Task directions: List every line in the records below that contains the word "yellow", copying each line in full.

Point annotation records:
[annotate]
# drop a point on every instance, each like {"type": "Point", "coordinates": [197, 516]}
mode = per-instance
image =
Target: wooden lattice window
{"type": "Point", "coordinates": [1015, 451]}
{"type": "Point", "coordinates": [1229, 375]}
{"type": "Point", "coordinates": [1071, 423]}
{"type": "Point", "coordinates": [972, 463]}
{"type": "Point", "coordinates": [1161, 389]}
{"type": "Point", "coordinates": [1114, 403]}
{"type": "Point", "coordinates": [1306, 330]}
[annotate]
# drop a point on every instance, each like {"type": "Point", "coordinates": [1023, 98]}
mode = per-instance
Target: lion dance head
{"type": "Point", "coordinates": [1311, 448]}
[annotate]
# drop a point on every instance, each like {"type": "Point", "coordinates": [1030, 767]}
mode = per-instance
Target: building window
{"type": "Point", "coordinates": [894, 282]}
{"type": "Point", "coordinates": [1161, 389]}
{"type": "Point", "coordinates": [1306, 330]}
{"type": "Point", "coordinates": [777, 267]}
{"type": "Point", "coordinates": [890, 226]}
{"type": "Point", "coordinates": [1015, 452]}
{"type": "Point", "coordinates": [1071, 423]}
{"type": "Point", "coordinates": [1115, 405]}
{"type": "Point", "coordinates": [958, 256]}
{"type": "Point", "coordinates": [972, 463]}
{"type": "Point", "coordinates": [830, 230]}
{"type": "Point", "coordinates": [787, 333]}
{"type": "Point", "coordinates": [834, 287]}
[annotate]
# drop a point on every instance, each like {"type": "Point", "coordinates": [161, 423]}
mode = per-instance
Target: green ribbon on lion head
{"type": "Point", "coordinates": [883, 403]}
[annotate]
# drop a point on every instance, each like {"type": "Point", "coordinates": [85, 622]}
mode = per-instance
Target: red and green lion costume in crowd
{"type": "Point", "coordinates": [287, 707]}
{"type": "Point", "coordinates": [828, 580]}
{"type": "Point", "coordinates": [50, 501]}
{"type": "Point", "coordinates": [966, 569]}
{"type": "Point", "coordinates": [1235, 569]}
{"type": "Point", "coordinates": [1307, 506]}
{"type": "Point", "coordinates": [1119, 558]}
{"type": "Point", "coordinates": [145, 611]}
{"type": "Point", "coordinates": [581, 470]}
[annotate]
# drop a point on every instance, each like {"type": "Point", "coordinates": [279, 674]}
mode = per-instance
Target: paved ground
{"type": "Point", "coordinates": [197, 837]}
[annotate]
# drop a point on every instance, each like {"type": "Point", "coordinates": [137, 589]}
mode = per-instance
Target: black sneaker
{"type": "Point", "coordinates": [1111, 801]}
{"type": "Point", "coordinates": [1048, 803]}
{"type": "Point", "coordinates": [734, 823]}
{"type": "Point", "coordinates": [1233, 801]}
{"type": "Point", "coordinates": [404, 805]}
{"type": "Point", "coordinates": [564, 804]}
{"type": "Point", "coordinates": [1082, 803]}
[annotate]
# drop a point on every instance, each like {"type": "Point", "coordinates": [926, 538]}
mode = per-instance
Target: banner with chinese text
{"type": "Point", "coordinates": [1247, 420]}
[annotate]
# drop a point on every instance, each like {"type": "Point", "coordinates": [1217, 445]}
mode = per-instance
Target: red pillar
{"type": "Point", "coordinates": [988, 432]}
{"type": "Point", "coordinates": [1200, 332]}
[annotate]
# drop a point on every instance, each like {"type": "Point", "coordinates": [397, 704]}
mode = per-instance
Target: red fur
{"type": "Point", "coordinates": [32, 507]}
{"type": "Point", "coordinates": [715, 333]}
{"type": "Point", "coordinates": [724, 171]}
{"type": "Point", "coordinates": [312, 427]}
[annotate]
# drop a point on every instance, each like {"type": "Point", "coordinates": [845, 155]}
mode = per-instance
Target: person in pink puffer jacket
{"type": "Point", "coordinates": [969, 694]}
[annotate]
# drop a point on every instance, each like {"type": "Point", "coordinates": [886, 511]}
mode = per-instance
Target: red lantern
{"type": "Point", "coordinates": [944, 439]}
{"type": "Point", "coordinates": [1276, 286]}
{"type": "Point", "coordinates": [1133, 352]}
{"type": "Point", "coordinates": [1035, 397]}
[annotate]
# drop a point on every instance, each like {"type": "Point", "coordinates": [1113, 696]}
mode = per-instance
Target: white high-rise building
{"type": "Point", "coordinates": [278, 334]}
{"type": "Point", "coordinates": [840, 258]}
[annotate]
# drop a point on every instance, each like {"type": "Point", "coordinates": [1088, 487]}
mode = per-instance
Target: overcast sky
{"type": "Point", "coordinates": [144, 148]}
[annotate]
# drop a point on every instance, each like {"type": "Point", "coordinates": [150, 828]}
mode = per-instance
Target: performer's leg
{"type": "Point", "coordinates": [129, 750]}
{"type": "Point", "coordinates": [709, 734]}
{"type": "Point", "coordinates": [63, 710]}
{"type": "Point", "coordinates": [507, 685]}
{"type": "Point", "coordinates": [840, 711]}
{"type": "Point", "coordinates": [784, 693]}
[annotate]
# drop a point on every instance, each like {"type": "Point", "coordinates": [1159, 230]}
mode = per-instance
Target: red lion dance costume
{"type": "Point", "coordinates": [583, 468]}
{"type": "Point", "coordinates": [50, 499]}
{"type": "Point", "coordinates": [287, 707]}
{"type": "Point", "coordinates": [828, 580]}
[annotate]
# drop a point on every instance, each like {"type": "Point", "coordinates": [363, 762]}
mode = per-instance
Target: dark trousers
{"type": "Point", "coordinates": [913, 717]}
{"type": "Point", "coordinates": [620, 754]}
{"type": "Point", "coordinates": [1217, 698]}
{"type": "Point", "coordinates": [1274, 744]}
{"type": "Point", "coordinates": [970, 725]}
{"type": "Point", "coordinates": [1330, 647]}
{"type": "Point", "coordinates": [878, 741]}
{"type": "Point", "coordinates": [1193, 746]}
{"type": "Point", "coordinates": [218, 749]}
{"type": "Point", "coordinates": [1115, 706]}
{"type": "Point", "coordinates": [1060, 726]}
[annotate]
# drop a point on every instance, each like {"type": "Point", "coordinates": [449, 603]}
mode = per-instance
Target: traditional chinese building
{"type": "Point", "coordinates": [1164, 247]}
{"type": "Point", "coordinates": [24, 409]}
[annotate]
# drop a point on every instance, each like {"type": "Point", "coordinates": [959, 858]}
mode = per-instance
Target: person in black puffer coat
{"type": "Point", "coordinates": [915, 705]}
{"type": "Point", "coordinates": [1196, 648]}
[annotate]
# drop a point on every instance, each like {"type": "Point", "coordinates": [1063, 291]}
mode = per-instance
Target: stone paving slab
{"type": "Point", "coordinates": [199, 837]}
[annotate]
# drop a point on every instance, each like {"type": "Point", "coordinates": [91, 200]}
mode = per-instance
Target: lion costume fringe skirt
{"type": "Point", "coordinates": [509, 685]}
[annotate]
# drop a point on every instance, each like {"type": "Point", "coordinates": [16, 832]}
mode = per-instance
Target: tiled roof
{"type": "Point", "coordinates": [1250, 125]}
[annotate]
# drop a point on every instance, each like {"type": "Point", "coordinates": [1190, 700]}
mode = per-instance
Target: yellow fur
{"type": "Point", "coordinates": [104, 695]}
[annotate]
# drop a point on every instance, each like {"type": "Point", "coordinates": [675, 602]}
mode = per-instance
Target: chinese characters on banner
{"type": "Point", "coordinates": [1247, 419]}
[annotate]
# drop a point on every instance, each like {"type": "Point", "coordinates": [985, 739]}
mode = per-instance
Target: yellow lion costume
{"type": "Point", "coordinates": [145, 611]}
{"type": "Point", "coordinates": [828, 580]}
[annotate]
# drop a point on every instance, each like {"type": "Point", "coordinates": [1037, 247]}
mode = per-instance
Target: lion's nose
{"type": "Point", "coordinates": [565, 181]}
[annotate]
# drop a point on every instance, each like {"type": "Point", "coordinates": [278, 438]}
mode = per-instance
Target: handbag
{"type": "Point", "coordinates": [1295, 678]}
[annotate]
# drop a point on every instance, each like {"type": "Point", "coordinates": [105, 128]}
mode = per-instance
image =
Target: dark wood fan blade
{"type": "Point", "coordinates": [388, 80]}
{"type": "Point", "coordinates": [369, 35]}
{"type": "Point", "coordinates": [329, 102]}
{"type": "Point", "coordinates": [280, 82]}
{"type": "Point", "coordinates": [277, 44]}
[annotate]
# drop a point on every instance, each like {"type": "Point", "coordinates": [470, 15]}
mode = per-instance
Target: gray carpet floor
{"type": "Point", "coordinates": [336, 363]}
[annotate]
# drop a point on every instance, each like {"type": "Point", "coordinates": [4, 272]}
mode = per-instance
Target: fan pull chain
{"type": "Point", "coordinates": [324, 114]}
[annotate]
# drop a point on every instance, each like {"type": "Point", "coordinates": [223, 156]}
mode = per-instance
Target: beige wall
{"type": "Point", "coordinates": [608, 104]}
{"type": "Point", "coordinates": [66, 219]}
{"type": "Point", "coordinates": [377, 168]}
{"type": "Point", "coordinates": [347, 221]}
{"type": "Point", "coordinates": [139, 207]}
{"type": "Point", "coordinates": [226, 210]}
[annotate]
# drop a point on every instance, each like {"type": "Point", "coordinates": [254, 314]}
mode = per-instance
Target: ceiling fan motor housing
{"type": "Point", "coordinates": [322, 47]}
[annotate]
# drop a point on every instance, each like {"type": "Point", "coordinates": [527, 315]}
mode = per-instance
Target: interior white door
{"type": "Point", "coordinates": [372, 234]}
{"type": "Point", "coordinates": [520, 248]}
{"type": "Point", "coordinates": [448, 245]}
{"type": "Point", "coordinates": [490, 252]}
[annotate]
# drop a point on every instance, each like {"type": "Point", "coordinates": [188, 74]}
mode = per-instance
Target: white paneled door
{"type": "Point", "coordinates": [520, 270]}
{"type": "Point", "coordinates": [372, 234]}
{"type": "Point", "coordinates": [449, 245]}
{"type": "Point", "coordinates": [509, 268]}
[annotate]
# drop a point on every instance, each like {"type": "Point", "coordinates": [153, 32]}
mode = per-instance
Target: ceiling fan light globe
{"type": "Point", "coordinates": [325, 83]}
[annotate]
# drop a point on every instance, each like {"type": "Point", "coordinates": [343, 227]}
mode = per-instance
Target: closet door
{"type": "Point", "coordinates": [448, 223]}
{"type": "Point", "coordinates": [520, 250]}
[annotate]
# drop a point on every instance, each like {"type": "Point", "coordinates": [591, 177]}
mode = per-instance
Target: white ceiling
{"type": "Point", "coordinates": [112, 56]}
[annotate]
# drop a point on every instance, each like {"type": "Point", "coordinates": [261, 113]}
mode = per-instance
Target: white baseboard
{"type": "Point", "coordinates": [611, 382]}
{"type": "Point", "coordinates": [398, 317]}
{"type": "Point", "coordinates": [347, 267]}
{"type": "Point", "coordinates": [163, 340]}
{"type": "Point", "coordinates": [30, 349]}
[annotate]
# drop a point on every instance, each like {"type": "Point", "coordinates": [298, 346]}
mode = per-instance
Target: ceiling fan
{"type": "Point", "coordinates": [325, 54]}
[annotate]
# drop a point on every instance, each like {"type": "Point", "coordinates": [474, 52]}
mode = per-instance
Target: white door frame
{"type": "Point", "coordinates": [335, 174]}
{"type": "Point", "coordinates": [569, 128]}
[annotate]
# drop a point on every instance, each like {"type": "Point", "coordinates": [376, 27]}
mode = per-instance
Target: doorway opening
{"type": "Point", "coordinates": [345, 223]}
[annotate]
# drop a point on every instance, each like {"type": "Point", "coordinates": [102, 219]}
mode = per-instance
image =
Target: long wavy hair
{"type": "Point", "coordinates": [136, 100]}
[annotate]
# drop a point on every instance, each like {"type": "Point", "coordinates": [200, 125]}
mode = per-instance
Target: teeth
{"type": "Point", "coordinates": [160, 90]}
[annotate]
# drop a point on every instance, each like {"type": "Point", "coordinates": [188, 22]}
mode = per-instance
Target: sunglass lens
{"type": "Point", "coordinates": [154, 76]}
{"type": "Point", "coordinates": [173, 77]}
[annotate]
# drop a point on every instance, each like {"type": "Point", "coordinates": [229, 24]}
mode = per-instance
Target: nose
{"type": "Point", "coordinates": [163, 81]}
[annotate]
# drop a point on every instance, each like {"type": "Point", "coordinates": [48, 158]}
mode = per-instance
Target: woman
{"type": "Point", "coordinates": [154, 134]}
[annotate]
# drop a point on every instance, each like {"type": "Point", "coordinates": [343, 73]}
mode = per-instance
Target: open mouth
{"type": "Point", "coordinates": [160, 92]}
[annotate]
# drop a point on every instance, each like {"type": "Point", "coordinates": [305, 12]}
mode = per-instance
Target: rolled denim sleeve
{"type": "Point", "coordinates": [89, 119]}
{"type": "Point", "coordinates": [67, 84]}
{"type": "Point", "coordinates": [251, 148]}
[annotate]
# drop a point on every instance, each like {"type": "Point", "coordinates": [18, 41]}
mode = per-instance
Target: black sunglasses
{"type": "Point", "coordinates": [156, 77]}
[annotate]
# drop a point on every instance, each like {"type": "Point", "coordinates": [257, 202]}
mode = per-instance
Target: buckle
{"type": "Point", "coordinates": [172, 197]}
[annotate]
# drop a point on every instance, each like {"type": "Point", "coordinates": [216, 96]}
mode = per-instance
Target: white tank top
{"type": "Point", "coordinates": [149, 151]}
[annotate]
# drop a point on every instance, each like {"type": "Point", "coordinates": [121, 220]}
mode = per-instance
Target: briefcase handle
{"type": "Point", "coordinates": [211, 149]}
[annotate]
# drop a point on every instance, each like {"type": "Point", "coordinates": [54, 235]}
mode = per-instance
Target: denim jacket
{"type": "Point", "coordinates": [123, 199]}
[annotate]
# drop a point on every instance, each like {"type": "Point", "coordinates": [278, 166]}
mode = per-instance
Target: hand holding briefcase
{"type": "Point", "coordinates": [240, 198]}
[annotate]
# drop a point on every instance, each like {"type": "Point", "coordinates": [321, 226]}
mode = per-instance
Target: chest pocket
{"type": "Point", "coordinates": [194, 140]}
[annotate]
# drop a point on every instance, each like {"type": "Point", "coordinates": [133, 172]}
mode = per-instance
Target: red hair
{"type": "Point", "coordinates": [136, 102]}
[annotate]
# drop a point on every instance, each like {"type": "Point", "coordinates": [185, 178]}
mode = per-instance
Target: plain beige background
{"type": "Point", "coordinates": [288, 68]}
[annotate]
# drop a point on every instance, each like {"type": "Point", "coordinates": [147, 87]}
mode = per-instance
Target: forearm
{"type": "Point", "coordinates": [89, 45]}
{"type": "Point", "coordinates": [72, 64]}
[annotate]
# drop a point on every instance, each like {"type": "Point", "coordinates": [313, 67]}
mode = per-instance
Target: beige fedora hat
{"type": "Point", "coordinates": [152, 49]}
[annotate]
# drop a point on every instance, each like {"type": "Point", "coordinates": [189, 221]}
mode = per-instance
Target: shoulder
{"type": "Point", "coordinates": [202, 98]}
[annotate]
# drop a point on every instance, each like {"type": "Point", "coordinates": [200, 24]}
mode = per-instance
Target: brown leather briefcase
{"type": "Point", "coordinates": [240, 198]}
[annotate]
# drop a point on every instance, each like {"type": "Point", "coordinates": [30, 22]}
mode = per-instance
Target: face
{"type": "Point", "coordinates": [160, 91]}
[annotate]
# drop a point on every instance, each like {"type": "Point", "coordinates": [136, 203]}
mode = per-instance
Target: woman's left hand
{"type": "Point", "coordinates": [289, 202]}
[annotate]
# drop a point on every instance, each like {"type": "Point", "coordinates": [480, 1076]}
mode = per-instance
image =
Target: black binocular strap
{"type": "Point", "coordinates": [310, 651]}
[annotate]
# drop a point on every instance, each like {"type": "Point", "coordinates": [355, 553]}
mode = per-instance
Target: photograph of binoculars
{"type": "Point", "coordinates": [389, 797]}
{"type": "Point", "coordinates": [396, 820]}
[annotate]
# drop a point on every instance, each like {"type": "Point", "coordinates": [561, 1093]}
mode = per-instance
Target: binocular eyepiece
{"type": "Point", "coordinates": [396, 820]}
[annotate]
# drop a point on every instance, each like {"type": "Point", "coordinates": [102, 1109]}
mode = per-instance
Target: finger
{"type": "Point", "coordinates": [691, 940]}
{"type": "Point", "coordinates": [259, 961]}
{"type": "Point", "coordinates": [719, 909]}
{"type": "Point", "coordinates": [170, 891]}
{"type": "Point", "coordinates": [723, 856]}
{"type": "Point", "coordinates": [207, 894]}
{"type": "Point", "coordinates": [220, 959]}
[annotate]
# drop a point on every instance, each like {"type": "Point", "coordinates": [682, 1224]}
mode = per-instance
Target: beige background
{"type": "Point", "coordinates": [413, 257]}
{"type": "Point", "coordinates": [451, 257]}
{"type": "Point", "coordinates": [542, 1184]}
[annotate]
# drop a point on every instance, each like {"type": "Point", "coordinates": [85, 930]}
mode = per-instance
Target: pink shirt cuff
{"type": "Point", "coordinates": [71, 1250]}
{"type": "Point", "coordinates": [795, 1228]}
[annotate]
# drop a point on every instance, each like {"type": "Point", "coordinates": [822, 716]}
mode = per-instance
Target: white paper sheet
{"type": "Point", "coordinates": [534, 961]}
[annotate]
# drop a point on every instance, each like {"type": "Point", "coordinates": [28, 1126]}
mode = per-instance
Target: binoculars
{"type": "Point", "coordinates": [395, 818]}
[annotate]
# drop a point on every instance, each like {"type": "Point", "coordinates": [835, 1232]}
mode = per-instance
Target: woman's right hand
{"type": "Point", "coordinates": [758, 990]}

Full output:
Target: yellow fur
Target: yellow lion costume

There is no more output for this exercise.